▸ Job
Convert the data below into a JSON list of strings with one string per line, skipping blank lines and leaving the pictures out of your answer.

▸ Task inputs

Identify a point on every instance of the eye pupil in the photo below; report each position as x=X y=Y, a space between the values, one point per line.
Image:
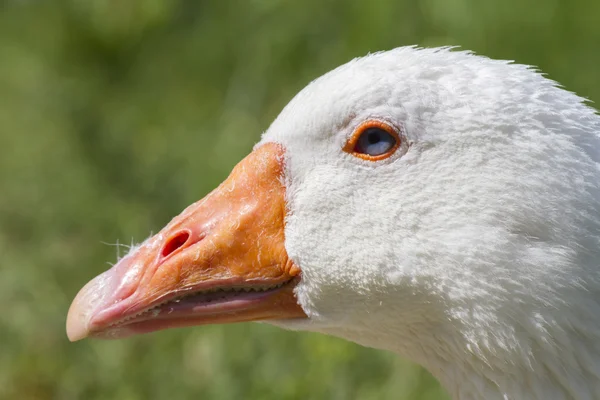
x=373 y=136
x=375 y=141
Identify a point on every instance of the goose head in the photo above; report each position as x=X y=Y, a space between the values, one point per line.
x=429 y=202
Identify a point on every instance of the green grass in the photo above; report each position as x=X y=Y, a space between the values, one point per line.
x=114 y=115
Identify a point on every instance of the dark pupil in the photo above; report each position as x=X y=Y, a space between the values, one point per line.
x=374 y=136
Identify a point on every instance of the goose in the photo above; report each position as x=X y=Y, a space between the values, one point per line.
x=430 y=202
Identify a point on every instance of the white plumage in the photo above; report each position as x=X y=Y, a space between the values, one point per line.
x=474 y=250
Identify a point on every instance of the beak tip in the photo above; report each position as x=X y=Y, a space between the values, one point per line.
x=76 y=327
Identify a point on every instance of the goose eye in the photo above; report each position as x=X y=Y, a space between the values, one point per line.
x=373 y=141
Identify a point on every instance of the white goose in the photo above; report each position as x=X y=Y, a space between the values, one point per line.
x=437 y=204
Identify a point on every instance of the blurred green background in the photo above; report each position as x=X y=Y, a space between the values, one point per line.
x=114 y=115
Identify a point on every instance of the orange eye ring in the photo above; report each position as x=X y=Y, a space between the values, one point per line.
x=352 y=146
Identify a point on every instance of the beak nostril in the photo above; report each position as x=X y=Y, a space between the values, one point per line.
x=175 y=242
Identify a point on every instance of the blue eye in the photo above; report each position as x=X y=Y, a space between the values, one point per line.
x=375 y=141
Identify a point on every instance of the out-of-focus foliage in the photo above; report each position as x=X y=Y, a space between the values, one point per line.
x=114 y=115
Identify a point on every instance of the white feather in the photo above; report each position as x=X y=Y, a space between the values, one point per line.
x=474 y=251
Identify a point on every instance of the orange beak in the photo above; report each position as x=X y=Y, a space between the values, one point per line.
x=221 y=260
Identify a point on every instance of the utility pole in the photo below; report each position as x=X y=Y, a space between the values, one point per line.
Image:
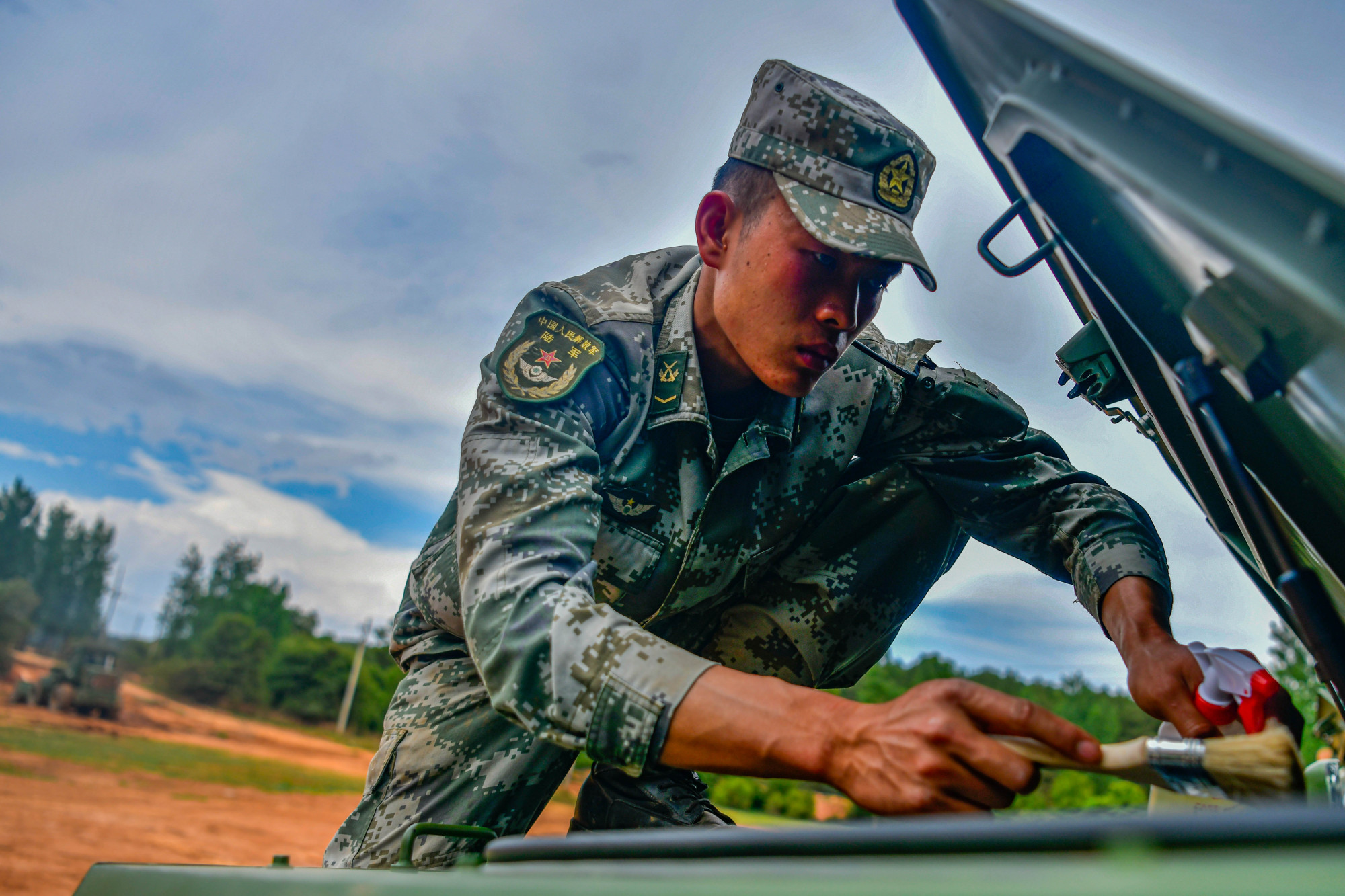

▸ Full solution
[
  "Identify a point on every instance of the eye pupil in the photo below; report each position as x=X y=Y, a space between the values, one point per line.",
  "Image:",
  "x=373 y=136",
  "x=375 y=141",
  "Identify a point on every instance of the goose head in the photo above; report each position as x=X y=Y, a space between the values, one point per line.",
  "x=429 y=202",
  "Identify a point on every instance of the green grass in the photo above; report each position as x=X y=Y, a space between the values, one point per line.",
  "x=114 y=115",
  "Identify a point on every instance of the dark pupil in the photo above; report each position as x=X y=Y, a space between the values, one point per line.",
  "x=374 y=136",
  "Identify a point on every instance of the goose in the photo above; report each position as x=X y=Y, a space between the values, one point per line.",
  "x=430 y=202",
  "Identify a point on every instance of the white plumage in the photo above; report each position as x=X y=Y, a space between the values, one point per line.",
  "x=474 y=250",
  "Identify a point on every instance of the beak tip in the photo above; report each position as x=X y=Y, a space between the values, one point per line.",
  "x=76 y=327",
  "Identify a point on every instance of the goose eye in the photo above; report each position as x=X y=Y, a space between the values, one point per line.",
  "x=373 y=141",
  "Identify a point on every instance of the white goose in the photo above; report each position as x=X y=Y, a space between the values, one point per line.",
  "x=437 y=204",
  "Identify a point on every instance of the blurred green background in the photo above; report each position as x=X y=Y, a space between the values, one point per line.",
  "x=114 y=115",
  "Identify a point on every instance of the orange eye ring in the photo above; report each position as x=X y=Y, a space between the values, one point per line.",
  "x=352 y=146",
  "Identify a point on every instance of the beak nostril in the photo above; report each position as x=X y=Y, a space between the values, one point per line.",
  "x=175 y=242",
  "Identify a point on every instance of the blue eye in the photo above; report each position as x=X y=Y, a space between the values, one point per line.",
  "x=375 y=141",
  "Identify a point on every instance of the out-of-focus foliage in the photo above; report each position as x=X y=Y, a space between the values, one point per line.",
  "x=114 y=115",
  "Identify a point on every instance of the white feather in the photo above; report each position as x=X y=Y, a space between the values, one point per line.",
  "x=474 y=251",
  "Identify a point on every instance of the orange beak in the photo above; report each position as x=X y=Y, a space between the values, one point per line.",
  "x=221 y=260",
  "Identify a point on every instance of the utility pole in the photo below; report each position as x=X y=Y, a space between the values, one point per line.",
  "Image:"
]